_Work task_: The task calls for every entry to be printed word for word, without the images.

»»

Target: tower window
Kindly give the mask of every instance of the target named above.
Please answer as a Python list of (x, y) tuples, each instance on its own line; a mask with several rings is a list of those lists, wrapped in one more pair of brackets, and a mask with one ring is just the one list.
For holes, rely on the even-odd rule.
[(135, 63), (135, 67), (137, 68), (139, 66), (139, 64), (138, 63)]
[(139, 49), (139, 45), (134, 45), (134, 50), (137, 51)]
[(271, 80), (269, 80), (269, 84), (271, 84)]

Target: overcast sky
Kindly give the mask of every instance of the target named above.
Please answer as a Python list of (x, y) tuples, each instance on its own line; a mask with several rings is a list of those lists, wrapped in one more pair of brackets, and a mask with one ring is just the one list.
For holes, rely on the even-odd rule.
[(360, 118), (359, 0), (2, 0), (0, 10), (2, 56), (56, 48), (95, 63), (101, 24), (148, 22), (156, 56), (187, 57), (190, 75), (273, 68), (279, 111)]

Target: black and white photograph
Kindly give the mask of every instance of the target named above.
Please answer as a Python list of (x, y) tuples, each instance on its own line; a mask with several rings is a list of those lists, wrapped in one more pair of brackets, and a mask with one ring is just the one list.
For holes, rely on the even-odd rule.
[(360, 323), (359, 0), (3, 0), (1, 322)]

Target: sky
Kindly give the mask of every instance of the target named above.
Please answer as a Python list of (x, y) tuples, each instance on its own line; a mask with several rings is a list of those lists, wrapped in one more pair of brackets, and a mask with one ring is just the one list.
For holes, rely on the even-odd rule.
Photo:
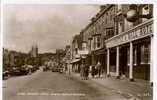
[(89, 24), (99, 5), (7, 4), (4, 6), (3, 46), (28, 52), (55, 52)]

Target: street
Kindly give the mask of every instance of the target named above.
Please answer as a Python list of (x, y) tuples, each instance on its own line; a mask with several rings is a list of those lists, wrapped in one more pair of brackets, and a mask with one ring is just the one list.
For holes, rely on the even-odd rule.
[(38, 71), (3, 81), (3, 100), (126, 100), (91, 80)]

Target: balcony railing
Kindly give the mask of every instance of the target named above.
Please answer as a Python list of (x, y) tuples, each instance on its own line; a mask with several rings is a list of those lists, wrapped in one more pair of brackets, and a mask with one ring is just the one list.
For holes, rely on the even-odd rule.
[(118, 46), (153, 34), (153, 18), (105, 41), (106, 47)]

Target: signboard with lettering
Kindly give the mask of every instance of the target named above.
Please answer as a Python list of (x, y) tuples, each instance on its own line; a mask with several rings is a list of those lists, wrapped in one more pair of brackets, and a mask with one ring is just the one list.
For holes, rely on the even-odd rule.
[(142, 23), (141, 25), (127, 31), (124, 32), (122, 34), (119, 34), (107, 41), (106, 42), (106, 47), (110, 48), (110, 47), (114, 47), (117, 45), (121, 45), (133, 40), (137, 40), (146, 36), (149, 36), (153, 33), (153, 20), (151, 20), (151, 22), (149, 21), (149, 23)]

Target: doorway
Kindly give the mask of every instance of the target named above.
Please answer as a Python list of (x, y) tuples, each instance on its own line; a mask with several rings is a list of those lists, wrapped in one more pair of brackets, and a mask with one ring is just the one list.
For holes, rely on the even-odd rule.
[(119, 74), (120, 76), (124, 75), (125, 77), (129, 77), (129, 47), (124, 46), (120, 48), (119, 54)]

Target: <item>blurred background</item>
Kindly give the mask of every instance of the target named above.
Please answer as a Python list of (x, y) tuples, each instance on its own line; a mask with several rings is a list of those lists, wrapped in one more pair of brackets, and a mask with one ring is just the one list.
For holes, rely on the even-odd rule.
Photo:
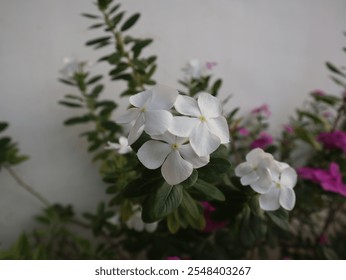
[[(239, 106), (247, 113), (267, 103), (274, 135), (312, 90), (340, 94), (324, 64), (345, 62), (345, 0), (119, 2), (128, 14), (141, 13), (133, 34), (154, 39), (147, 52), (158, 55), (156, 81), (179, 88), (189, 60), (216, 62), (221, 97), (233, 96), (225, 111)], [(10, 123), (7, 134), (30, 156), (16, 172), (51, 202), (74, 203), (79, 212), (96, 207), (104, 186), (78, 136), (85, 128), (63, 125), (75, 110), (58, 105), (73, 93), (58, 82), (59, 70), (66, 56), (95, 63), (107, 54), (84, 46), (102, 33), (87, 29), (83, 12), (96, 12), (92, 0), (0, 0), (0, 121)], [(94, 64), (90, 71), (108, 70)], [(105, 91), (123, 104), (118, 113), (127, 106), (120, 87), (107, 82)], [(1, 246), (32, 229), (41, 208), (1, 172)]]

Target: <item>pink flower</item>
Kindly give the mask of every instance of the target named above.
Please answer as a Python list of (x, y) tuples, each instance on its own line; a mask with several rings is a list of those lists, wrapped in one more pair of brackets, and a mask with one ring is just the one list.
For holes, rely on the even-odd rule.
[(346, 133), (343, 131), (322, 132), (317, 136), (317, 140), (327, 149), (337, 148), (346, 153)]
[(346, 185), (342, 182), (340, 167), (335, 162), (329, 165), (328, 170), (310, 167), (299, 168), (298, 175), (303, 179), (320, 184), (325, 191), (334, 192), (346, 197)]
[(325, 96), (326, 93), (323, 90), (315, 89), (313, 92), (311, 92), (312, 96)]
[(225, 221), (214, 221), (211, 217), (211, 214), (215, 212), (215, 208), (207, 201), (202, 202), (204, 208), (204, 218), (205, 218), (205, 227), (203, 232), (213, 232), (219, 228), (223, 228), (227, 222)]
[(291, 134), (293, 133), (294, 129), (291, 125), (289, 124), (284, 124), (284, 130), (288, 133), (288, 134)]
[(322, 234), (322, 235), (318, 238), (318, 243), (319, 243), (320, 245), (326, 245), (326, 244), (328, 244), (328, 243), (329, 243), (329, 239), (328, 239), (327, 235)]
[(166, 260), (181, 260), (181, 258), (179, 258), (177, 256), (168, 256), (168, 257), (166, 257)]
[(250, 144), (250, 148), (251, 149), (255, 149), (255, 148), (265, 149), (272, 143), (273, 143), (273, 137), (266, 132), (261, 132), (259, 137)]
[(259, 114), (263, 114), (265, 117), (270, 117), (271, 112), (269, 110), (269, 106), (267, 104), (263, 104), (260, 107), (256, 107), (254, 109), (251, 110), (251, 114), (253, 115), (259, 115)]
[(206, 67), (208, 70), (212, 70), (216, 65), (217, 65), (216, 62), (206, 62), (206, 63), (205, 63), (205, 67)]
[(245, 127), (238, 127), (237, 130), (239, 135), (242, 135), (242, 136), (248, 136), (250, 134), (250, 131)]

««

_Exercise solution_:
Target: tower window
Kindly give the mask of every instance of the target named above.
Please answer as a Python list of (x, y) tuples, each instance on its own line; a mask with several rings is a list of those lists, wrapped in one more pair of brackets, and a mask with one ring is just the one list.
For holes, rely on the even-odd rule.
[(135, 63), (135, 67), (137, 68), (139, 66), (139, 64), (138, 63)]
[(139, 49), (139, 45), (134, 45), (134, 50), (137, 51)]
[(271, 80), (269, 80), (269, 84), (271, 84)]

Target: overcast sky
Kindly give the mask of every instance of the target named above.
Please answer as a Python list of (x, y) tuples, each instance on its own line; a mask with several rings is a list of those lists, wrapped in one more pair of brackets, and a mask with one ring is just the one list.
For holes, rely on the even-odd rule.
[(360, 118), (359, 0), (2, 0), (0, 10), (2, 56), (56, 48), (95, 63), (101, 24), (148, 22), (156, 56), (187, 57), (190, 75), (273, 68), (279, 111)]

Target: black and white photograph
Kindly give the mask of every instance of the target named above.
Please answer as a Python list of (x, y) tuples, each instance on its own line; a mask with several rings is a list of those lists, wrapped in one more pair of brackets, and a mask with one ring is just the one list.
For holes, rely on the even-odd rule.
[(360, 323), (359, 0), (3, 0), (1, 322)]

Target: sky
Kindly give the mask of every instance of the target named above.
Please answer as a Python list of (x, y) tuples, each instance on its own line; a mask with several rings is a list of those lists, wrapped in one more pair of brackets, and a mask with one ring is just the one list.
For holes, rely on the even-odd rule.
Photo:
[(89, 24), (99, 5), (7, 4), (4, 6), (3, 46), (28, 52), (55, 52)]

Target: street
Kindly give the mask of every instance of the target named above.
Please answer as a Python list of (x, y) tuples, each instance on its own line; a mask with several rings is a list of those lists, wrapped in one more pair of brackets, and a mask with one ring is just the one list.
For holes, rely on the even-odd rule.
[(38, 71), (3, 81), (3, 100), (126, 100), (91, 80)]

Target: balcony railing
Kindly give the mask of every instance of the target named above.
Please answer as a Python list of (x, y) tuples, each instance on its own line; a mask with several rings is a list of those lists, wrapped in one more pair of brackets, and a mask with one ring is just the one list.
For holes, rely on the even-odd rule.
[(118, 46), (153, 34), (153, 18), (105, 41), (106, 47)]

Target: signboard with lettering
Kindly give the mask of every instance of the target named above.
Please answer as a Python list of (x, y) tuples, each instance on its own line; a mask with several rings is a list of those lists, wrapped in one more pair of brackets, and a mask with one ring is just the one list.
For holes, rely on the even-odd rule.
[(142, 23), (141, 25), (127, 31), (124, 32), (122, 34), (119, 34), (107, 41), (106, 42), (106, 47), (110, 48), (110, 47), (114, 47), (117, 45), (121, 45), (133, 40), (137, 40), (146, 36), (149, 36), (153, 33), (153, 20), (151, 20), (151, 22), (149, 21), (149, 23)]

Target: doorway
Kindly give the mask of every instance of the target named above.
Please answer as a Python list of (x, y) tuples, each instance on its own line; a mask with several rings is a list of those lists, wrapped in one more pair of brackets, and a mask with one ring is just the one list.
For holes, rely on the even-odd rule.
[(119, 74), (120, 76), (124, 75), (125, 77), (129, 77), (129, 47), (124, 46), (120, 48), (119, 54)]

Target: <item>blurred background</item>
Kindly give the mask of every instance of the target named above.
Please answer as a Python list of (x, y) tuples, each instance on its own line; a mask with several rings is a list of those lists, wrapped in one more pair of brackets, and a mask with one ring is just the one list.
For holes, rely on the even-odd rule.
Photo:
[[(239, 106), (247, 113), (267, 103), (274, 135), (312, 90), (340, 94), (324, 64), (345, 62), (345, 0), (119, 2), (128, 14), (141, 13), (133, 34), (154, 39), (147, 52), (158, 55), (156, 81), (179, 88), (189, 60), (216, 62), (221, 97), (233, 96), (225, 111)], [(10, 123), (7, 134), (30, 156), (16, 172), (51, 202), (74, 203), (79, 212), (96, 207), (104, 186), (78, 136), (85, 128), (63, 125), (75, 110), (58, 105), (73, 93), (58, 82), (59, 70), (66, 56), (95, 63), (107, 54), (84, 46), (102, 33), (87, 29), (83, 12), (96, 12), (92, 0), (0, 0), (0, 121)], [(94, 64), (90, 71), (108, 70)], [(105, 91), (123, 104), (118, 113), (127, 106), (120, 87), (107, 82)], [(1, 246), (32, 229), (41, 208), (1, 172)]]

Target: <item>pink flower</item>
Kindly give the mask of every instance of the target named above.
Please answer as a Python list of (x, y) tuples, each instance on its own line; a mask with several rings is a list of those lists, wrapped in one more pair of brackets, and a mask with one ring is just the one list.
For holes, rely on the even-odd rule.
[(346, 133), (343, 131), (322, 132), (317, 136), (317, 140), (327, 149), (337, 148), (346, 153)]
[(346, 185), (342, 182), (340, 167), (335, 162), (329, 165), (328, 170), (310, 167), (299, 168), (298, 175), (303, 179), (320, 184), (325, 191), (334, 192), (346, 197)]
[(325, 96), (326, 93), (323, 90), (315, 89), (313, 92), (311, 92), (312, 96)]
[(225, 221), (214, 221), (211, 217), (211, 214), (215, 212), (215, 208), (207, 201), (202, 202), (204, 208), (204, 218), (205, 218), (205, 227), (203, 232), (213, 232), (219, 228), (223, 228), (227, 222)]
[(291, 134), (293, 133), (294, 129), (291, 125), (289, 124), (284, 124), (284, 130), (288, 133), (288, 134)]
[(322, 234), (322, 235), (318, 238), (318, 243), (319, 243), (320, 245), (326, 245), (326, 244), (328, 244), (328, 243), (329, 243), (329, 239), (328, 239), (327, 235)]
[(166, 260), (181, 260), (181, 258), (179, 258), (177, 256), (168, 256), (168, 257), (166, 257)]
[(250, 144), (250, 148), (251, 149), (255, 149), (255, 148), (265, 149), (272, 143), (273, 143), (273, 137), (266, 132), (261, 132), (259, 137)]
[(259, 114), (263, 114), (265, 117), (270, 117), (271, 112), (269, 110), (269, 106), (267, 104), (263, 104), (260, 107), (256, 107), (254, 109), (251, 110), (251, 114), (253, 115), (259, 115)]
[(206, 67), (208, 70), (212, 70), (216, 65), (217, 65), (216, 62), (206, 62), (206, 63), (205, 63), (205, 67)]
[(245, 127), (238, 127), (237, 130), (239, 135), (242, 135), (242, 136), (248, 136), (250, 134), (250, 131)]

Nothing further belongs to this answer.